Exercise objective
The required output is the line containing "the cab door." through the final line of the material below, printed exactly, with no other lines.

Extracted entries
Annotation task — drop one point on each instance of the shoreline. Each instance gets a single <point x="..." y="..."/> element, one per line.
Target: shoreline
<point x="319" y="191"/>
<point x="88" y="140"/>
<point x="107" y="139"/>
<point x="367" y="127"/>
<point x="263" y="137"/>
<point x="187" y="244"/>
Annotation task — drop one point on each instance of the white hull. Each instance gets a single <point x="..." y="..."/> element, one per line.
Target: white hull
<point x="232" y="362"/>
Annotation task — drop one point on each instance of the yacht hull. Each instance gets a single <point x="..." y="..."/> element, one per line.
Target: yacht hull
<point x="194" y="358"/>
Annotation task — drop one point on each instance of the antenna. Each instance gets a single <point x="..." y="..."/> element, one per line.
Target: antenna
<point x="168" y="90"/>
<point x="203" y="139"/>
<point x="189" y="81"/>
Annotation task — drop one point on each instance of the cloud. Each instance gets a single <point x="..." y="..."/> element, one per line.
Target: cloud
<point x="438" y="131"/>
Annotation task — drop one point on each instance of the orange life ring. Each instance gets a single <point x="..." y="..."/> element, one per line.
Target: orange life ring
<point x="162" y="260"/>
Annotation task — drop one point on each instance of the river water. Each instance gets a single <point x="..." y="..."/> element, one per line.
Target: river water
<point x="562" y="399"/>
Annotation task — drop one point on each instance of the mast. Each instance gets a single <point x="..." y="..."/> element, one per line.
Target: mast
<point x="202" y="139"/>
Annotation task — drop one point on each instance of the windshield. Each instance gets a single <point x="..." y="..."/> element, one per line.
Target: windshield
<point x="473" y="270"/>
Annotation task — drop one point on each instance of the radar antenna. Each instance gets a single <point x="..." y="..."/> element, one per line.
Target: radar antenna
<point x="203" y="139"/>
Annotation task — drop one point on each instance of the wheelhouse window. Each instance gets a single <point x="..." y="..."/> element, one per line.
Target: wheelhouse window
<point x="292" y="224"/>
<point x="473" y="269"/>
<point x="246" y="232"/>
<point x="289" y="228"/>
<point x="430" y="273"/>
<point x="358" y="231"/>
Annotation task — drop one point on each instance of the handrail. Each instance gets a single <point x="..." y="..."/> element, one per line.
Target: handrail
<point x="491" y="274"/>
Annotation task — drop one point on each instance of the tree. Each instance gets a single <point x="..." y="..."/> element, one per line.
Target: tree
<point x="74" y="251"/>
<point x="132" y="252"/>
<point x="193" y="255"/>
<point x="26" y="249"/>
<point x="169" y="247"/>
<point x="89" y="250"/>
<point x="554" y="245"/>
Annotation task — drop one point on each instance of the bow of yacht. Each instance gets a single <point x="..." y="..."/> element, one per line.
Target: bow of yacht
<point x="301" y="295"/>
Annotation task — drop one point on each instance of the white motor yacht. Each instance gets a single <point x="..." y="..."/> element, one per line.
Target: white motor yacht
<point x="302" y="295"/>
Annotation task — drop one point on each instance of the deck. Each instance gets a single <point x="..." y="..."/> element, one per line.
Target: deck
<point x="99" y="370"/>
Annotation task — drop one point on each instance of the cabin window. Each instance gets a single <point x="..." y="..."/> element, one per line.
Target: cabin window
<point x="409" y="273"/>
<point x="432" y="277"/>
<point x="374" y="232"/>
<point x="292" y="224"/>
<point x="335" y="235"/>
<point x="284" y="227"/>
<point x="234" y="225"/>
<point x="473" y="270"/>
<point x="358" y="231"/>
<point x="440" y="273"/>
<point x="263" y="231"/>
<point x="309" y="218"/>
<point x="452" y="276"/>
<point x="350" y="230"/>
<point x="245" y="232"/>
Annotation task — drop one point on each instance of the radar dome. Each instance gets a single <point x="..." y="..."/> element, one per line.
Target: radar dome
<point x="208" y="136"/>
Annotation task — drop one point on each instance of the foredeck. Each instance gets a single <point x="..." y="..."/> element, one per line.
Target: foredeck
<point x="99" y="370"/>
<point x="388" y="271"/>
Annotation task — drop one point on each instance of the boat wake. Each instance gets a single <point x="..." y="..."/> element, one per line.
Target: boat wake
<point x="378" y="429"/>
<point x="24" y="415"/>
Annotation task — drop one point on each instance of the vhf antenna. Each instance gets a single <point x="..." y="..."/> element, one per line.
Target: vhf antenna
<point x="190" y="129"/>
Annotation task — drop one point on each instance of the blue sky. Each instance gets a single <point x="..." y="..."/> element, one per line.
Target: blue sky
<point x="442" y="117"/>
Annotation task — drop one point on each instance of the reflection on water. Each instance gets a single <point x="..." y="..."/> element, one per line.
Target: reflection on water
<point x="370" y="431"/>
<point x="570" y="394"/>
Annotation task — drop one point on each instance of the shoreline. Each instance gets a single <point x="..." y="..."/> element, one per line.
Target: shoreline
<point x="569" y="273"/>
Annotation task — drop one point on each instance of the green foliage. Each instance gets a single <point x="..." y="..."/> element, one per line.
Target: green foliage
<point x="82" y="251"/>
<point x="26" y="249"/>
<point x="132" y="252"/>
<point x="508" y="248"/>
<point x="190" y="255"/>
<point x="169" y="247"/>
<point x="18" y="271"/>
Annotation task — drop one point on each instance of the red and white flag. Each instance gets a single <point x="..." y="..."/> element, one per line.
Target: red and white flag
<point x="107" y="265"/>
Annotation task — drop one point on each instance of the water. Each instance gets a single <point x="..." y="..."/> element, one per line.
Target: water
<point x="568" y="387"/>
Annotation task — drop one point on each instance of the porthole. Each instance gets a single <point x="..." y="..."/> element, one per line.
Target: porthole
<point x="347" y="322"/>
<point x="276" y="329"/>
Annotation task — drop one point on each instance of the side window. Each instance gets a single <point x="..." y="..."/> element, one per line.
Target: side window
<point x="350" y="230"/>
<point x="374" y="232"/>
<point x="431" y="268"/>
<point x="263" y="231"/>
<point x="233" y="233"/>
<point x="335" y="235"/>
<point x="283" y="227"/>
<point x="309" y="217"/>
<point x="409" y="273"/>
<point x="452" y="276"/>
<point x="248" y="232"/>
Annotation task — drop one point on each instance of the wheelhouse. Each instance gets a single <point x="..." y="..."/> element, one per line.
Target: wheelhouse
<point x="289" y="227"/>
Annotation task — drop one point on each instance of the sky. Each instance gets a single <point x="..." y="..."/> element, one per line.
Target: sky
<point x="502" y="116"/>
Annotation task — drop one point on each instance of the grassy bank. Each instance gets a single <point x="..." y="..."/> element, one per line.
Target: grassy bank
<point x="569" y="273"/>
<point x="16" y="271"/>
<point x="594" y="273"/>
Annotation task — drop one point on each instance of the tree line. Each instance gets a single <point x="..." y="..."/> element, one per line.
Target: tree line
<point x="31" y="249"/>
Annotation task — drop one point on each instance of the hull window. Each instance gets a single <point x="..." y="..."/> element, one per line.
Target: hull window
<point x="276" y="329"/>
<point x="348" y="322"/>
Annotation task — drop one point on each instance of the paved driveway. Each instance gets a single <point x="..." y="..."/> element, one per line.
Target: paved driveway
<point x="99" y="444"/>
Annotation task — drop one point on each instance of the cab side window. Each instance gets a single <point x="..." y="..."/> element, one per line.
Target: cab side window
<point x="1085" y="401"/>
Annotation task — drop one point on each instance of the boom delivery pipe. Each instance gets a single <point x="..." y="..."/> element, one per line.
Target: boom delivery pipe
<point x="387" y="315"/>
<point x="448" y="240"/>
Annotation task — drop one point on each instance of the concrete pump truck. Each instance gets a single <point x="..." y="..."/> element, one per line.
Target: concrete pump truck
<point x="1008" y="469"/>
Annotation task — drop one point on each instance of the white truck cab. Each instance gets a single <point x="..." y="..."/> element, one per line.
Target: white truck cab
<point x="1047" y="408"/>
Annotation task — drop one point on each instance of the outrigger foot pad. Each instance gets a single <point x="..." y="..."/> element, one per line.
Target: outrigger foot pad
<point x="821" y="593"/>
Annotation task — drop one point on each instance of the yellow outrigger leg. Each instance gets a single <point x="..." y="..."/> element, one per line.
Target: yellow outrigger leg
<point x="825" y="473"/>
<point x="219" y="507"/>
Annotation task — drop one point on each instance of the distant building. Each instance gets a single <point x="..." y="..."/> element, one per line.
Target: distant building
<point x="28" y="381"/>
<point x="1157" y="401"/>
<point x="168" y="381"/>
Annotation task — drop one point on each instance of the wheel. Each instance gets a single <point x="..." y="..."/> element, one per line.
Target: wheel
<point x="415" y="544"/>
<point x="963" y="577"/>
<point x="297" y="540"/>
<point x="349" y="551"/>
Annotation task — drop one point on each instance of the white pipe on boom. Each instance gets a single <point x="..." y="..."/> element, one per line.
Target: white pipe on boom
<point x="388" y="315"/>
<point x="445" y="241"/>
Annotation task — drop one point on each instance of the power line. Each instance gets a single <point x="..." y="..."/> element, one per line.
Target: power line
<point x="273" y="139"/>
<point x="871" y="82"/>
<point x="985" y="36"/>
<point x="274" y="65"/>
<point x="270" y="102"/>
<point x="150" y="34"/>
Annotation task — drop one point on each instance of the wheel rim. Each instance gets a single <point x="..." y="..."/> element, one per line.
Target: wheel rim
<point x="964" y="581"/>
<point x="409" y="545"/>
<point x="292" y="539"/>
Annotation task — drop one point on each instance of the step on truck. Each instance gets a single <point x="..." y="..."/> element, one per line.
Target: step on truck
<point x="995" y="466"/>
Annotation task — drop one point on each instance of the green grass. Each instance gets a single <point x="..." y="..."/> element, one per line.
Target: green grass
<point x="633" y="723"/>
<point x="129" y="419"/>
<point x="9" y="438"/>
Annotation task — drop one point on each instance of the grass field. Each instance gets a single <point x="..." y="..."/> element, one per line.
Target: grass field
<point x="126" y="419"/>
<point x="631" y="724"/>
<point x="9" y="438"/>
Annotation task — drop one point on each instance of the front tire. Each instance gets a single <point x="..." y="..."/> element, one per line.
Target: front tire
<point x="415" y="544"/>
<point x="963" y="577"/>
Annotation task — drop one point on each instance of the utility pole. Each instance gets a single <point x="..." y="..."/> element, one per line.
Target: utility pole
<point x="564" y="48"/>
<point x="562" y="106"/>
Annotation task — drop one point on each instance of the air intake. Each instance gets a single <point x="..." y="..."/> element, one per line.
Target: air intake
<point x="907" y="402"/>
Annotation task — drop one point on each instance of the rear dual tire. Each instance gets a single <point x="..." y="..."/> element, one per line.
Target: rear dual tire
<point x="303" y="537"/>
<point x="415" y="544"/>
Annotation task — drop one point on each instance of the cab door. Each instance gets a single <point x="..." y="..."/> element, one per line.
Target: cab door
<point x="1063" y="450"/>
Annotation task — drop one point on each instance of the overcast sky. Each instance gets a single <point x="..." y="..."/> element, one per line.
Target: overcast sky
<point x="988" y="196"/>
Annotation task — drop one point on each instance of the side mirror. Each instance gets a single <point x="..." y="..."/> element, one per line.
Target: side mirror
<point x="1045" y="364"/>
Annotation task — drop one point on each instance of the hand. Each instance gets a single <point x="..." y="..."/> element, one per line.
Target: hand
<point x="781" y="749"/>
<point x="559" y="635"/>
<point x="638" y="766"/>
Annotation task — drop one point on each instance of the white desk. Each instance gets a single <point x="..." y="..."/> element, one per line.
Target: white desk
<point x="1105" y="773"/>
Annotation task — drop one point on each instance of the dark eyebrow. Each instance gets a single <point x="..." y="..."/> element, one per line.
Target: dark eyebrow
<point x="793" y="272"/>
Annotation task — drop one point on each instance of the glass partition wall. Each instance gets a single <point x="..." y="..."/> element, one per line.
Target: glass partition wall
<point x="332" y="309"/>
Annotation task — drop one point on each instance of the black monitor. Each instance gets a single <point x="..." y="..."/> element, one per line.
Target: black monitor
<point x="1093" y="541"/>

Solution to the problem
Annotation task — drop one point on each instance of the cab door. Each instance gets a single <point x="..." y="..."/> element, one per line.
Target: cab door
<point x="1063" y="450"/>
Annotation task — drop one point on each instance of the overcast sky. Each instance gets a single <point x="..." y="..."/> element, one per line.
Target: overcast sky
<point x="988" y="196"/>
Annotation task — drop one point on each instance of the side mirror. Each instance gets a single <point x="..." y="..."/> element, one per line.
Target: side mirror
<point x="1045" y="364"/>
Annotation task — drop one point on each instance of the hand. Each instance gets a single <point x="..." y="..."/> element, one per line.
Target: hand
<point x="781" y="749"/>
<point x="559" y="635"/>
<point x="638" y="766"/>
Annotation task — drop one point on each instance of the white desk. Each instance gets a single <point x="..." y="..."/> element, one per line.
Target: white desk
<point x="1105" y="773"/>
Annotation task — drop one point on each instance of the dark eyebrow. Each instance gets a single <point x="..." y="..."/> element, one per line.
Target: dark eyebrow
<point x="793" y="272"/>
Annotation task — drop one point on each instance of the glass partition wall. Each instance gets a single <point x="..." y="..."/> element, one per line.
Target: glass partition wall
<point x="332" y="309"/>
Annotation task — drop one point on each instance of the black monitor. Each instance gets a single <point x="..." y="..."/> element, one per line.
Target: black monitor
<point x="1093" y="541"/>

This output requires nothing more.